Start of DATA RECORDS

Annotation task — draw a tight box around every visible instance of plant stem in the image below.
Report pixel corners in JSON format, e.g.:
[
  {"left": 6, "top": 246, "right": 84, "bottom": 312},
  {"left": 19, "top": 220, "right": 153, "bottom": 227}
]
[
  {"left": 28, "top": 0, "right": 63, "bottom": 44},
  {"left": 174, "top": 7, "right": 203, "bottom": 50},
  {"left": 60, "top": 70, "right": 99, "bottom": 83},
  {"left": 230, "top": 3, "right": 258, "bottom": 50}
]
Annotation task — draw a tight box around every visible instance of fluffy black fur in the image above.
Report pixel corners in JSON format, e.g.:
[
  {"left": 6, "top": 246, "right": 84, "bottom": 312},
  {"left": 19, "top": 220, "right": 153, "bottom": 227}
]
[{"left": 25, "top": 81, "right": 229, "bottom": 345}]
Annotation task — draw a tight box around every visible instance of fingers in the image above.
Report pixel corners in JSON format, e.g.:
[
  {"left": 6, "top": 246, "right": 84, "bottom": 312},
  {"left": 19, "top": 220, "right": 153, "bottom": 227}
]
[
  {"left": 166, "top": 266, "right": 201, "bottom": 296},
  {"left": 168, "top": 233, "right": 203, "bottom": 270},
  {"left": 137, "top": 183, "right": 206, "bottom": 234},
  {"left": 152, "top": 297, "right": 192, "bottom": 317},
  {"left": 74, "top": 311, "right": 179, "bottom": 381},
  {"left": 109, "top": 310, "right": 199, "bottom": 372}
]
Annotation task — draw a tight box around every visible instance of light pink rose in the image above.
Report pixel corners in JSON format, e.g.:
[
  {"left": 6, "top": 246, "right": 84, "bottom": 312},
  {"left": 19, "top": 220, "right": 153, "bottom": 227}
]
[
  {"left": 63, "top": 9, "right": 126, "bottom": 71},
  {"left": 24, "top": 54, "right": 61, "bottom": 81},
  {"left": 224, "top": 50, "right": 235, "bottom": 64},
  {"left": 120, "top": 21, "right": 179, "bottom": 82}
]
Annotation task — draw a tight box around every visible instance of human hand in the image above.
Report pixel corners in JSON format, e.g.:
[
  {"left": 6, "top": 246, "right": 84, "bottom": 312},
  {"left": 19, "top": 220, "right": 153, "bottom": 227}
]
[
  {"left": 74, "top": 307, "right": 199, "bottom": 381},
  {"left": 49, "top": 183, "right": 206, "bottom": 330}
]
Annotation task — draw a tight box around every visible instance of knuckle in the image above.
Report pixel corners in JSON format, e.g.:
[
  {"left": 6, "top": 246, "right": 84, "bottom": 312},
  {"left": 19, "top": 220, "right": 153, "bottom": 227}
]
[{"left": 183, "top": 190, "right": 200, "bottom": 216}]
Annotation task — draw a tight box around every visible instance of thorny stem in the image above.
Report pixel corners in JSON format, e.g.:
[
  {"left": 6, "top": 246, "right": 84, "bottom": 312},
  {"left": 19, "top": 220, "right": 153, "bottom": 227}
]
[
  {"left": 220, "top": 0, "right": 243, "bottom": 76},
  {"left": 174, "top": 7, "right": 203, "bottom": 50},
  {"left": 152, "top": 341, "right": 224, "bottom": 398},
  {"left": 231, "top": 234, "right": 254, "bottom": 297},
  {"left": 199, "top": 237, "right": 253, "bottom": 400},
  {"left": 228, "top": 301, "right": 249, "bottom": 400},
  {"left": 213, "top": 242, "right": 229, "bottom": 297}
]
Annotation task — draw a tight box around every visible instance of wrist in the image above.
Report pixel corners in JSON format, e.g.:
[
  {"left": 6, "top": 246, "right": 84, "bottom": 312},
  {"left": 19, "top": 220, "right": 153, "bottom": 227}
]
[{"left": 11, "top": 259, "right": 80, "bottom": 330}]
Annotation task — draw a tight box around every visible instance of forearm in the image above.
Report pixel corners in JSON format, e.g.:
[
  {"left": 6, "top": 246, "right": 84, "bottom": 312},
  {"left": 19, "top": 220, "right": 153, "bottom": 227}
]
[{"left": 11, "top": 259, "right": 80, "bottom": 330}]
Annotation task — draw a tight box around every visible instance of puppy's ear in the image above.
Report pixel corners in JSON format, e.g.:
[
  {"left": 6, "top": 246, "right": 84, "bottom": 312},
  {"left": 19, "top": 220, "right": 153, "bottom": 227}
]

End of DATA RECORDS

→ TASK STATEMENT:
Within the entries above, find the string "visible" and return each line that holds it.

→ WRITTEN SOLUTION:
Annotation task — draw a tight box around every visible instance of plant stem in the image below.
Annotation task — draw a tight box around every visible instance of fluffy black fur in the image above.
Annotation task — draw a tight box around every visible instance of fingers in the image above.
Annotation task — draw a tight box around every visible instance of light pink rose in the image above.
Annotation task — draw a tight box around every visible instance of human hand in the image above.
Annotation task — draw a tight box around every visible instance of knuckle in the image above.
Annotation task — draw a tight box around every visible instance of thorny stem in the image above.
Annotation task — draw a tight box around every visible instance of wrist in the image above.
Annotation task — draw a tight box around every visible instance of forearm in the image above.
Annotation task — draw a tight box around every visible instance of puppy's ear in the image above.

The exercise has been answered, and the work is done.